Excerpt to read:
# # # # #
According to the CDC, every year, about 650,000 cancer patients receive chemotherapy in an outpatient oncology clinic in the United States. Starting chemotherapy isn’t easy as patients are worried about the process, the outcome, and how they’re going to feel during this time. The key is to get informed about chemotherapy and learn as much as you can. The more you know, the more at ease you’ll be. Lack of information is a major source of stress and concern for many patients, and with this post, we aim to help you out. Scroll down to learn more about questions to ask the oncologist about chemotherapy.
Questions To Ask The Oncologist About Chemotherapy
It’s perfectly natural to have tons of questions in your mind about chemotherapy. But, it’s not uncommon for patients to avoid asking healthcare providers some questions, although this is a highly recommended practice. Don’t think that your oncologist doesn’t want you to ask them something. What’s more, they want you to ask everything you want and need to know because that way they can help you start chemo and learn a lot about it. Below, you can see some important questions you should ask your oncologist.
1. Is Chemotherapy The Best Option For My Condition?
Not all types of cancer are equal. Healthcare professionals recommend the treatment plan that works best for that specific case. One of the first questions to ask oncologist on the first visit is whether chemo is the best choice for your condition and whether there are some other strategies that are worth exploring.
2. What Chemotherapy Drugs will I Be Given?
A common misconception is that chemo is chemo, a single therapy that all cancer patients receive. That’s not quite correct. There are many kinds of chemotherapy drugs. In some cases, patients get a single chemotherapy medication while in others, a combination of drugs is given. Make sure you ask your oncologist about the name of chemotherapy drug you’re going to receive. Like a patient who’s about to undergo this important treatment, you need to know the name of the drug that will treat cancer or delay the progression.
3. Is Chemo Part Of A Larger Plan To Cure Cancer i.e., Is It Going To Delay Metastasis or Just Alleviate Some Symptoms?
Don’t be afraid to ask your oncologist about cancer and treatment for this disease in general, not just chemo. Some cancers are too severe and advanced, so chemotherapy can’t cure them. What treatment can do is to alleviate symptoms in these cases and prevent cancer from spreading. Before you undergo the treatment, it’s practical to ask the doctor about the potential outcome i.e., is chemo going to cure cancer or delay its progression.
4. What Are The Side Effects I Could Expect?
Every medication has potential side effects, and chemotherapy is not the exception. In fact, adverse reactions to chemotherapy are what most patients fear the most. Not knowing what to expect causes even more concern and stress. We’ve all heard about nausea and hair loss, but chemotherapy can also induce other side effects, and it’s important to learn more about them. Not all chemotherapies are equal, and their adverse reactions may vary. Your oncologist will explain all about potential side effects and their plan to tackle them.
5. What Is The Duration Of The Treatment?
# # # # #
Excerpts from a dataset
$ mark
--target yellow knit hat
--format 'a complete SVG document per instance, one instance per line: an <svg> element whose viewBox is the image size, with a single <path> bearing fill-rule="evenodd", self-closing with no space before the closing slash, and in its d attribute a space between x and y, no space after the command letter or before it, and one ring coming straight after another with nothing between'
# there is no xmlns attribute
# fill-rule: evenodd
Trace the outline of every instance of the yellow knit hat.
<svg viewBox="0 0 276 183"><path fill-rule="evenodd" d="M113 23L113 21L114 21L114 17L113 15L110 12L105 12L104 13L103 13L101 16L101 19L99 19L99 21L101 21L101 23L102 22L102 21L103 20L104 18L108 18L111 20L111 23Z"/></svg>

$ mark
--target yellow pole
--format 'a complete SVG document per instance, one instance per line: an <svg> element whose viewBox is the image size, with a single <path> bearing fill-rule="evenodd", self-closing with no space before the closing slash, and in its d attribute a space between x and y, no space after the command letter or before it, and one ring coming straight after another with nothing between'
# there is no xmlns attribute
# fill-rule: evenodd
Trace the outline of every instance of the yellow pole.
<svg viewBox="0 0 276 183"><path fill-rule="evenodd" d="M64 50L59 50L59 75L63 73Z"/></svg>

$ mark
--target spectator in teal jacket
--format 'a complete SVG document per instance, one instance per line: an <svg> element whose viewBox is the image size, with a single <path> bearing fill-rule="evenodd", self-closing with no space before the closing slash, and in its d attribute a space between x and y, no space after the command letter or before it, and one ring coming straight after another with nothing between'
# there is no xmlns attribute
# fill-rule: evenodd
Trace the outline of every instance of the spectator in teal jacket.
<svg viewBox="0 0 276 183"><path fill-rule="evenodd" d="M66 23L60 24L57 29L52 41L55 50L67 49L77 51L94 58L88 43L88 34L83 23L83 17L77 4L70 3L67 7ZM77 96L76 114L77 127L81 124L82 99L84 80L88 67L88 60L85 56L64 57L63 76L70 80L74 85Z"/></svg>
# # # # #
Your tasks:
• 1. Answer these questions about the text on chemotherapy questions.
(a) According to the CDC, about how many cancer patients receive chemotherapy in an outpatient oncology clinic in the United States each year?
(b) Which two side effects of chemotherapy does the text say we have all heard about?
(c) For cancers too severe and advanced for chemotherapy to cure, what does the text say treatment can do?
• 2. Swap "Healthcare professionals" for "Medical specialists" in the text on chemotherapy questions, and write out the passage from "1. Is Chemotherapy" to "I Be Given?" with that change.
The listing is not needed for any of this work.

Answers provided:
• 1.
(a) About 650,000.
(b) Nausea and hair loss.
(c) It can alleviate symptoms and prevent cancer from spreading.

• 2.
1. Is Chemotherapy The Best Option For My Condition?
Not all types of cancer are equal. Medical specialists recommend the treatment plan that works best for that specific case. One of the first questions to ask oncologist on the first visit is whether chemo is the best choice for your condition and whether there are some other strategies that are worth exploring.
2. What Chemotherapy Drugs will I Be Given?